> _Work required_: Output the part of the Furi review that opens with the words containing "From then on, the" and closes with "to each area.", copied word for word.

## BEGIN Excerpt provided

Studying your enemy’s mechanics. Memorizing their moves. Working up half-second reflexes to avoid flurries after flurries of bullets and swings. Dying over and over and over and over and over. These tasks are usually painfully stressful, frustrating, and sometimes straight up turns you off from a game. Furi takes these struggles and makes them more satisfying, more fun, and more difficult; all in the same breath.
Furi is a stylish action boss rush game, combining hack-n-slash and bullet hell gameplay, largely influenced by the works of Hideki Kamiya, Shinji Mikami and Hideo Kojima. With passionately hand-crafted bosses, vibrant colors, lively character designs, Furi is presenting a game straight out of the 90s, channelling both the neon-aesthetic of many pop culture media, and the pure gameplay experience of going from one challenge to the next with no hesitation.
From then on, the game is separated into three segments: gameplay, cutscenes, and “exposition hallways.” After the cutscene ends, you have free reign…to walk. That’s all you can do, and the character walks at a frustratingly slow pace, but this problem is semi-solved with the auto-walk ability. It is very cinematic, although, which makes them feel like controllable cutscenes.
In these hallways, a man in a comically large rabbit helmet transports to different areas with each cut of the camera. This is where the exposition comes in: he gives you backstories and tidbits about the boss you’ll fight. Overall, these segments feels strange when placed in between each hyper-paced fight, but given the game Furi is, these segments would probably feel more natural than quick cuts to each area.
At the first boss, the game introduces it’s style and mechanics. You have four moves: shoot, slash, parry, and dash. The dash button is well made; the character dashes when you let go of the button, rather than once you press it. It imitates the action of preparing to run or dash, giving a nice weight to it.
Bosses are separated into two phases: the first phase where they barrage you with bullets, and a second phase of purely one-on-one, weapon-based combat. Once you’ve defeated their first phase, they kneel to the ground with an orange circle surrounding them. Hitting them in this state activates the second phase, where you’re bounded by a circle, initiating the tense, twitchy duel.
Health is indicated by one long bar for bosses, and multiple smaller ones for you. Different attacks take away different amounts of health, and once you reach zero, your health is restored in exchange for one life, represented by smaller squares. On top of that, enemies refill their whole life bar when you lose a life.
But it also works vice versa; once you take away an enemy’s life, yours is completely refilled. Enemy life bars also have two layers for each of the phases, so you have to battle two phases before taking so much as one life away from the count.
This kind of strategical mechanic is what makes Furi, it makes you think a little harder than other hardcore hack-n-slashes. The soundtrack justifies my use of the word “hardcore”, featuring heavy techno songs, some of the best coming from Carpenter Brut of Hotline Miami fame. Somehow, the precision timing amplifies the brutality of your attacks. The crazy and powerful animations combined with twitchy gameplay and necessity for cat-like reflexes makes combat feel that satisfyingly violent.
One of the most intuitive aspects of Furi is it’s difficulty selection. The developers of this game obviously wanted to make a game that people had to work for, so choosing the easier difficulty warns you that you will be locked out of a secret ending for the game, you can’t unlock the hardest difficulty, and that it the game won’t be as satisfying.
This is the best option for both sides: people who want to enjoy the story at their own leisure and people who want to fight for their reward. When you’re presenting something for a niche audience that the majority will not enjoy, this is the way to give the other option. Other indie developers, take note.

## END Excerpt provided
## BEGIN Data supplied

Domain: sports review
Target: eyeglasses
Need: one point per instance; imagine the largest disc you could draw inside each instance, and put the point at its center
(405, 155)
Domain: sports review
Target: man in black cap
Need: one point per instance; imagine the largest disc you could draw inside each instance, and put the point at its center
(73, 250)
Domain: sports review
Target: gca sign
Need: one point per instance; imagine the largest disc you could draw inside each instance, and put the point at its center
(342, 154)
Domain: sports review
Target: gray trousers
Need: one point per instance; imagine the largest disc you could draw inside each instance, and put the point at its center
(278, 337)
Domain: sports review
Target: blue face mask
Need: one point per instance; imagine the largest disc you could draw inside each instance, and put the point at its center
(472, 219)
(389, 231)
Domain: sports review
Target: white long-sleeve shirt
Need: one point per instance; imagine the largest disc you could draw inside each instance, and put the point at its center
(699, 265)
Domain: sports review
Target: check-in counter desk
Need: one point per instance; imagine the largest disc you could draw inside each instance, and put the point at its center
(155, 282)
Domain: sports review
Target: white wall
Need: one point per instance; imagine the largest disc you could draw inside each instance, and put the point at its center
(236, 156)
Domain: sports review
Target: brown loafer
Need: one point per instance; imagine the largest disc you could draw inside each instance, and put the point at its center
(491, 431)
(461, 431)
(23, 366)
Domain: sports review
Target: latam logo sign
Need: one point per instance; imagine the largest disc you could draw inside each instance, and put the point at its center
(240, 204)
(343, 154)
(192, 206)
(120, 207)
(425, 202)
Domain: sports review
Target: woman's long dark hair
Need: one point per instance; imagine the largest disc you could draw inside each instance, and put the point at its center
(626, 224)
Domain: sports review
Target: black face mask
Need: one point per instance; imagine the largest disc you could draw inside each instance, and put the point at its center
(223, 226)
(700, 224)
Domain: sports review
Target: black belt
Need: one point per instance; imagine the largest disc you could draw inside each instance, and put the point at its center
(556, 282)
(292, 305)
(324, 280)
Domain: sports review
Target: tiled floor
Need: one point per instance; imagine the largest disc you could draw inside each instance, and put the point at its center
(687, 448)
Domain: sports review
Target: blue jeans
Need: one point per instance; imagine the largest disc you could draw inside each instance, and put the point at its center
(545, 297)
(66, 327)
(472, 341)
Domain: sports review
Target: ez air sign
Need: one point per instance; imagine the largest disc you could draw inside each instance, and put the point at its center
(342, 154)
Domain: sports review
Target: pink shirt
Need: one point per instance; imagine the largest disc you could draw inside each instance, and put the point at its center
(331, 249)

## END Data supplied

> _Written reply_:
From then on, the game is separated into three segments: gameplay, cutscenes, and “exposition hallways.” After the cutscene ends, you have free reign…to walk. That’s all you can do, and the character walks at a frustratingly slow pace, but this problem is semi-solved with the auto-walk ability. It is very cinematic, although, which makes them feel like controllable cutscenes.
In these hallways, a man in a comically large rabbit helmet transports to different areas with each cut of the camera. This is where the exposition comes in: he gives you backstories and tidbits about the boss you’ll fight. Overall, these segments feels strange when placed in between each hyper-paced fight, but given the game Furi is, these segments would probably feel more natural than quick cuts to each area.